··· Exercise input

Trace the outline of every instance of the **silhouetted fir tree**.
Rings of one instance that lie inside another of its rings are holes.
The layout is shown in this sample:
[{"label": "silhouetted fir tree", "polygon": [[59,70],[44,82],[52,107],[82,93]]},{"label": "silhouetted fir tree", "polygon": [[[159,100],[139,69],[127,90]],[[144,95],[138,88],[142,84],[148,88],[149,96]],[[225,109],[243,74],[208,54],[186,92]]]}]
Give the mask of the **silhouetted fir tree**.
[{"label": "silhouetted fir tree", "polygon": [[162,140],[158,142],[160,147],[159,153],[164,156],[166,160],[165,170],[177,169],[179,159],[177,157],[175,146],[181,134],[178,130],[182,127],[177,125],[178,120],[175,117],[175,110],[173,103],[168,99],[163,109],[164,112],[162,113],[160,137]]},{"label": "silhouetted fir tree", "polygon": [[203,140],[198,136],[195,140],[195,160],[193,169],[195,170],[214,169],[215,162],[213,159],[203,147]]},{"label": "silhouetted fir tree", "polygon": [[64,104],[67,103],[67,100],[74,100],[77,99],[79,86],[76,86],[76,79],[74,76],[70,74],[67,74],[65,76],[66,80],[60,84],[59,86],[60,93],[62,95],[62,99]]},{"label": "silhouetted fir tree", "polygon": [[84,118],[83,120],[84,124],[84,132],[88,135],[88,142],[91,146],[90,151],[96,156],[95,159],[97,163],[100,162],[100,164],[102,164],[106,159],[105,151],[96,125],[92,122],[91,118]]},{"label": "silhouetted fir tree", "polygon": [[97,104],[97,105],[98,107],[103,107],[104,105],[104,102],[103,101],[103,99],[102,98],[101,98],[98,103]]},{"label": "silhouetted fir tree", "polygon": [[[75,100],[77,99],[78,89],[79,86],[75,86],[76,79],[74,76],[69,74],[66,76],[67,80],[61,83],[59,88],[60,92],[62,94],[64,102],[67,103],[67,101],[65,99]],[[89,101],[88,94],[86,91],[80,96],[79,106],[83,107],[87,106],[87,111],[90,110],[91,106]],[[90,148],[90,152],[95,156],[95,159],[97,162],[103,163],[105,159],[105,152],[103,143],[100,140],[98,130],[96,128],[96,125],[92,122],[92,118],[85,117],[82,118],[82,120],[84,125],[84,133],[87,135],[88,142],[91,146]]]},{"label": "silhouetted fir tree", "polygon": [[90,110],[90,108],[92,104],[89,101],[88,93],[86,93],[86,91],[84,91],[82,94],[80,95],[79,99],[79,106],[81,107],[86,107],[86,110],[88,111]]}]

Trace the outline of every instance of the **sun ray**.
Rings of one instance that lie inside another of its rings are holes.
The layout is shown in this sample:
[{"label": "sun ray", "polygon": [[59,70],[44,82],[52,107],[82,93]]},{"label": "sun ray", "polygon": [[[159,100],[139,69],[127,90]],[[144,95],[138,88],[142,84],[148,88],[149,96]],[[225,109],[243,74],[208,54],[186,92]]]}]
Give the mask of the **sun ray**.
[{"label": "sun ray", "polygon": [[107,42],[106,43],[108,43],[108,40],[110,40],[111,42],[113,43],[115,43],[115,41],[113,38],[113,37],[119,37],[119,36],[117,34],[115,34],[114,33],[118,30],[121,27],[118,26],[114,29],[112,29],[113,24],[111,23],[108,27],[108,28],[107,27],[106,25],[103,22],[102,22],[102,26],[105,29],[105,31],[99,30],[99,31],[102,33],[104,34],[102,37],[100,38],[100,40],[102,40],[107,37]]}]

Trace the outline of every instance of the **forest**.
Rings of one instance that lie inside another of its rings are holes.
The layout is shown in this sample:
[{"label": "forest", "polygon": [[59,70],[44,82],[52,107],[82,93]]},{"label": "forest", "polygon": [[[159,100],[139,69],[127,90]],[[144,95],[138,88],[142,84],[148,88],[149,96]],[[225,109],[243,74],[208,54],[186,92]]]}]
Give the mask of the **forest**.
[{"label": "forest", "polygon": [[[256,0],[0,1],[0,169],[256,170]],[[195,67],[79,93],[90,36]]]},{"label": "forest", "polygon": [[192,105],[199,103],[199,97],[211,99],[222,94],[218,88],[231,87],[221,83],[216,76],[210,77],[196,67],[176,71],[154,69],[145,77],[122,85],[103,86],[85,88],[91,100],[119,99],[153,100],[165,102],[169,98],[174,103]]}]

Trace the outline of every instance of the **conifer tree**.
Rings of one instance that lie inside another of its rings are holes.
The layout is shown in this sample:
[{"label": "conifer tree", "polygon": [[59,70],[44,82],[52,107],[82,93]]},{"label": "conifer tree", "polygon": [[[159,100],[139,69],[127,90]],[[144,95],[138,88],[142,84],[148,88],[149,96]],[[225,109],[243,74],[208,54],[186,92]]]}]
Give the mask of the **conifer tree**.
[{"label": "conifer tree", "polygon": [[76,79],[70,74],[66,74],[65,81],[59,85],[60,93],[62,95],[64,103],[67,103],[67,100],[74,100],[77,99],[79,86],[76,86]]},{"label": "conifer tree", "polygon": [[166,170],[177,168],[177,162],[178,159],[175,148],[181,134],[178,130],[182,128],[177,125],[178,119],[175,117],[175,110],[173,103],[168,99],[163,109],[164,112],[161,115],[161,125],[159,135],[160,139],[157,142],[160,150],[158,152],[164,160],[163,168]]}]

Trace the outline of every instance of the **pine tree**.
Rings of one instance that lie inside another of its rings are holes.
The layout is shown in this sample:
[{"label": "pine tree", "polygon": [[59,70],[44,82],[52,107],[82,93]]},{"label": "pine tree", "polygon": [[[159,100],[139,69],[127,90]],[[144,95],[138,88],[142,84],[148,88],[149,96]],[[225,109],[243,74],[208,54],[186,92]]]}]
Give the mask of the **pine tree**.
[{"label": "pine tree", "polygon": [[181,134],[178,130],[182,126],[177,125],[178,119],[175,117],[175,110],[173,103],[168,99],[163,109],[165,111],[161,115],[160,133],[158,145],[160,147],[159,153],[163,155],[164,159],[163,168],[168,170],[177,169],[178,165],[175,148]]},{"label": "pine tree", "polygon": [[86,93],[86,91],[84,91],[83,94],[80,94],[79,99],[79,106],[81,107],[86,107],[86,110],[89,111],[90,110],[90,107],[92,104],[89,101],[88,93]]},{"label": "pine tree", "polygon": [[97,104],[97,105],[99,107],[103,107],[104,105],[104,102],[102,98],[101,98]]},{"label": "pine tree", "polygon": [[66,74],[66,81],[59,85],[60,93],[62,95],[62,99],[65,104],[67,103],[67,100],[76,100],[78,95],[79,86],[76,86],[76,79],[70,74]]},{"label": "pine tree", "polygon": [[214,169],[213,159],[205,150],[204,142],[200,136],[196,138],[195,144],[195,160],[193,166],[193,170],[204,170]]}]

······

◆ **The task**
Convert the entire listing above into a numbered list, omitting the blank lines.

◆ **Answer to the problem**
1. Trace the outline of every instance of the **silhouetted fir tree**.
2. Rings of one instance that lie inside another of its rings are holes.
3. The layout is shown in this sample:
4. [{"label": "silhouetted fir tree", "polygon": [[59,70],[44,82],[52,107],[82,93]]},{"label": "silhouetted fir tree", "polygon": [[[159,100],[139,69],[127,90]],[[144,95],[138,88],[142,84],[148,88],[149,96]],[[225,109],[243,74],[208,54],[186,92]]]}]
5. Give the mask of the **silhouetted fir tree**.
6. [{"label": "silhouetted fir tree", "polygon": [[162,140],[158,142],[160,147],[159,153],[164,156],[166,160],[165,170],[177,169],[179,159],[177,157],[175,146],[181,134],[178,130],[182,127],[177,125],[178,120],[175,117],[175,110],[173,103],[168,99],[163,109],[164,112],[162,113],[160,137]]},{"label": "silhouetted fir tree", "polygon": [[203,140],[198,136],[195,140],[195,160],[193,169],[195,170],[214,169],[215,162],[213,159],[203,147]]},{"label": "silhouetted fir tree", "polygon": [[64,104],[67,103],[67,100],[74,100],[77,99],[79,86],[76,86],[76,79],[74,76],[70,74],[67,74],[65,76],[66,80],[60,84],[59,86],[60,93],[62,95],[62,99]]},{"label": "silhouetted fir tree", "polygon": [[84,118],[83,120],[84,124],[84,132],[88,135],[88,142],[91,146],[90,151],[96,156],[95,159],[97,163],[100,162],[100,164],[102,164],[106,159],[105,151],[96,125],[92,122],[91,118]]},{"label": "silhouetted fir tree", "polygon": [[97,104],[97,105],[98,107],[103,107],[104,105],[104,102],[103,101],[103,99],[102,98],[101,98],[98,103]]},{"label": "silhouetted fir tree", "polygon": [[[75,100],[77,99],[78,89],[79,86],[75,86],[76,79],[74,76],[69,74],[66,76],[67,80],[61,83],[59,88],[60,92],[62,94],[64,102],[67,103],[67,101],[65,99]],[[89,101],[88,94],[86,91],[80,96],[79,106],[83,107],[87,106],[87,111],[90,110],[91,106]],[[90,148],[90,152],[95,156],[95,159],[97,162],[103,163],[105,159],[105,152],[103,143],[100,140],[98,130],[96,128],[96,125],[92,122],[92,118],[85,117],[82,118],[82,120],[84,125],[84,133],[87,135],[88,142],[91,146]]]},{"label": "silhouetted fir tree", "polygon": [[90,110],[90,108],[92,104],[89,101],[88,93],[86,93],[86,91],[84,91],[82,94],[80,95],[79,99],[79,106],[81,107],[86,107],[86,110],[88,111]]}]
7. Trace the outline of every instance of the **sun ray**.
8. Rings of one instance that lie inside another of its rings are holes.
9. The layout is shown in this sample:
10. [{"label": "sun ray", "polygon": [[59,70],[44,82],[52,107],[82,93]]},{"label": "sun ray", "polygon": [[[159,100],[139,69],[127,90]],[[144,95],[138,88],[142,84],[148,88],[149,96]],[[225,109],[243,74],[208,54],[186,92]]]}]
11. Give the mask of the **sun ray**.
12. [{"label": "sun ray", "polygon": [[107,42],[106,43],[108,43],[108,40],[110,40],[111,42],[113,43],[115,43],[115,41],[113,38],[113,37],[119,37],[119,36],[117,34],[115,34],[114,33],[118,30],[121,27],[118,26],[114,29],[112,29],[113,24],[111,23],[108,27],[108,28],[107,27],[106,25],[103,22],[102,22],[102,26],[105,29],[105,31],[99,30],[99,31],[102,33],[104,34],[102,37],[100,38],[100,40],[102,40],[107,37]]}]
13. Trace the outline of every instance of the **forest**.
14. Rings of one instance that lie inside another of its rings are holes.
15. The layout is shown in this sample:
16. [{"label": "forest", "polygon": [[59,70],[44,82],[52,107],[82,93]]},{"label": "forest", "polygon": [[[159,100],[139,69],[127,90]],[[144,95],[138,88],[142,84],[148,88],[149,96]],[[225,109],[243,74],[208,54],[186,92]]]}]
17. Give the mask of the **forest**.
18. [{"label": "forest", "polygon": [[[256,0],[0,1],[0,169],[256,170]],[[195,67],[79,93],[90,36]]]},{"label": "forest", "polygon": [[192,105],[199,103],[199,97],[211,99],[222,94],[218,88],[231,87],[221,83],[216,76],[210,77],[196,67],[176,71],[154,69],[145,77],[122,85],[103,86],[85,88],[91,100],[119,99],[153,100],[165,102],[169,98],[174,103]]}]
19. Trace the outline of every instance of the **conifer tree**.
20. Rings of one instance that lie inside another of its rings are holes.
21. The layout is shown in this sample:
22. [{"label": "conifer tree", "polygon": [[59,70],[44,82],[52,107],[82,93]]},{"label": "conifer tree", "polygon": [[[159,100],[139,69],[127,90]],[[144,95],[138,88],[142,84],[148,88],[149,96]],[[225,109],[243,74],[208,54],[186,92]]]}]
23. Give the mask of the **conifer tree**.
24. [{"label": "conifer tree", "polygon": [[76,79],[70,74],[66,74],[65,81],[59,85],[60,93],[62,95],[64,103],[67,103],[67,100],[74,100],[77,99],[79,86],[76,86]]},{"label": "conifer tree", "polygon": [[166,170],[177,168],[177,162],[178,159],[175,148],[181,134],[178,130],[182,128],[177,125],[178,119],[175,117],[175,110],[173,103],[168,99],[163,109],[164,112],[161,115],[161,125],[159,135],[160,139],[157,142],[160,150],[158,152],[164,160],[163,168]]}]
25. Trace the outline of every instance of the **pine tree**.
26. Rings of one instance that lie inside another of its rings are holes.
27. The layout is shown in this sample:
28. [{"label": "pine tree", "polygon": [[59,70],[44,82],[52,107],[82,93]]},{"label": "pine tree", "polygon": [[[159,100],[139,69],[127,90]],[[144,95],[138,88],[142,84],[148,88],[149,96]],[[225,109],[243,74],[208,54],[186,92]]]}]
29. Give the mask of the **pine tree**.
30. [{"label": "pine tree", "polygon": [[181,134],[178,130],[182,126],[177,125],[178,119],[175,117],[175,110],[173,103],[168,99],[163,109],[165,111],[161,115],[160,133],[158,145],[160,147],[159,153],[163,155],[164,159],[163,168],[168,170],[177,169],[178,165],[175,148]]},{"label": "pine tree", "polygon": [[86,93],[86,91],[84,91],[83,94],[80,94],[79,99],[79,106],[81,107],[86,107],[86,110],[89,111],[90,110],[90,107],[92,104],[89,101],[88,93]]},{"label": "pine tree", "polygon": [[97,104],[97,105],[99,107],[103,107],[104,105],[104,102],[102,98],[101,98]]},{"label": "pine tree", "polygon": [[66,74],[66,81],[59,85],[60,93],[62,95],[62,99],[65,104],[67,103],[67,100],[76,100],[78,95],[79,86],[76,86],[76,79],[70,74]]},{"label": "pine tree", "polygon": [[214,169],[213,159],[205,150],[204,142],[200,136],[196,138],[195,144],[195,160],[193,166],[193,170],[204,170]]}]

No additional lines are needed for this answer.